Prompt
Please repeat each entry. Match every word exactly.

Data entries
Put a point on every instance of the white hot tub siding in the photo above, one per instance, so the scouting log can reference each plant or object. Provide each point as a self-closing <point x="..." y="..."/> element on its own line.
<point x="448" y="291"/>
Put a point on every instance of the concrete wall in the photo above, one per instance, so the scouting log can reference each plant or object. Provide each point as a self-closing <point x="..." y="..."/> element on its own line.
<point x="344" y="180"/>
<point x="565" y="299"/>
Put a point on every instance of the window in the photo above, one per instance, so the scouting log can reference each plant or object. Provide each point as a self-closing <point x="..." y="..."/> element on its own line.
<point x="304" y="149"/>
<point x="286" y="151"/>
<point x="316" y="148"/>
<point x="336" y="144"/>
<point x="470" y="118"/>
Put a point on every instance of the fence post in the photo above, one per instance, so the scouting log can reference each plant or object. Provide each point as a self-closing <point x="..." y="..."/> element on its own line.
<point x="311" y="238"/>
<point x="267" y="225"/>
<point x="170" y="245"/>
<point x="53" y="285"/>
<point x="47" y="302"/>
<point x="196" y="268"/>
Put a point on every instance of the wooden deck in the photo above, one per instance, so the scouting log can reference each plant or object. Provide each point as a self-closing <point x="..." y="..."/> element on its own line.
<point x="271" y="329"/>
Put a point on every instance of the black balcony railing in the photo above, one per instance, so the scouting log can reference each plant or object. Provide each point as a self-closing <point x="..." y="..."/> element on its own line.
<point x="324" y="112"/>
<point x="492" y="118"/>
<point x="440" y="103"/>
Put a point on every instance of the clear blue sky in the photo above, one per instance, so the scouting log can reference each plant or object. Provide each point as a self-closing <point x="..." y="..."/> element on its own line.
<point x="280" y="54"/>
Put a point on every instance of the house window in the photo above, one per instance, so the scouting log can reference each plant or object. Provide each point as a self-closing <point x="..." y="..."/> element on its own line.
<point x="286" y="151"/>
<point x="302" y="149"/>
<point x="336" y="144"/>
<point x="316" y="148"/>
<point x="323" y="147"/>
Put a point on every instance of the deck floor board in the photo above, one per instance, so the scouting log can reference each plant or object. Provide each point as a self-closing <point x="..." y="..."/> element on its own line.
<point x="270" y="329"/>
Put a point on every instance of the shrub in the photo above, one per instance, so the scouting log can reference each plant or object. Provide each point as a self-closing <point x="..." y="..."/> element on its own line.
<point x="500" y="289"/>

Exercise solution
Put a point on every instance of the white hot tub siding in the photo above, one per instance, so the scouting log can reference each plant or object. Provide each point as a self-closing <point x="..." y="..."/> element on its own line.
<point x="448" y="291"/>
Put a point on every instance of the concrete wall in the photo above, one per instance, so the scouting log can reference each plant or object. Provide each point as a self-closing <point x="..." y="..."/> element on its own line.
<point x="344" y="180"/>
<point x="565" y="299"/>
Put a point on every instance of the window in the photo above, one per instance, so the scouting log can reference each plant or object. Provide each point as a self-closing <point x="..." y="..."/> element on its own line.
<point x="304" y="149"/>
<point x="286" y="151"/>
<point x="316" y="148"/>
<point x="336" y="144"/>
<point x="470" y="118"/>
Put a point on every instance of the fence post in the photo above, one per instance, so the scouting log can reference each plant or object. Provide each point as a self-closing <point x="..." y="..."/> element on its own line.
<point x="311" y="238"/>
<point x="267" y="225"/>
<point x="170" y="245"/>
<point x="53" y="285"/>
<point x="47" y="302"/>
<point x="196" y="268"/>
Put a point on every instance of the wooden deck in the photo above, one per instance, so the scouting log can reference each plant or object. Provide each point as a self-closing <point x="..." y="..."/> element on its own line.
<point x="271" y="329"/>
Put a point on every instance of the black balcony railing in the photo above, one per instance, so the scouting log can reference each plant or object. Provide each point as a self-closing <point x="..." y="..."/> element on its own line.
<point x="324" y="112"/>
<point x="492" y="118"/>
<point x="440" y="103"/>
Put a point on every instance of the clear blue sky in the photo above, one per instance, so the scouting log can reference each plant or object. Provide each point as a self-closing <point x="..." y="..."/> element on its own line.
<point x="280" y="54"/>
Put a point on every instance of the house window in the photo above, one per instance, so the scouting log can reference each plant or object. Provide each point as a self-closing <point x="..." y="..."/> element on its own line.
<point x="286" y="151"/>
<point x="302" y="149"/>
<point x="336" y="144"/>
<point x="316" y="148"/>
<point x="323" y="147"/>
Put a point on every instance of the deck floor board in the photo above, one per instance, so the scouting log can reference each plant or object. Provide each point as a self-closing <point x="..." y="..."/> element on its own line.
<point x="270" y="329"/>
Put a point on every instance of the shrub in the photo above, one per instance, so the scouting log can reference each plant or object. Provide each point as a self-closing <point x="..." y="..."/> element on its own line.
<point x="500" y="289"/>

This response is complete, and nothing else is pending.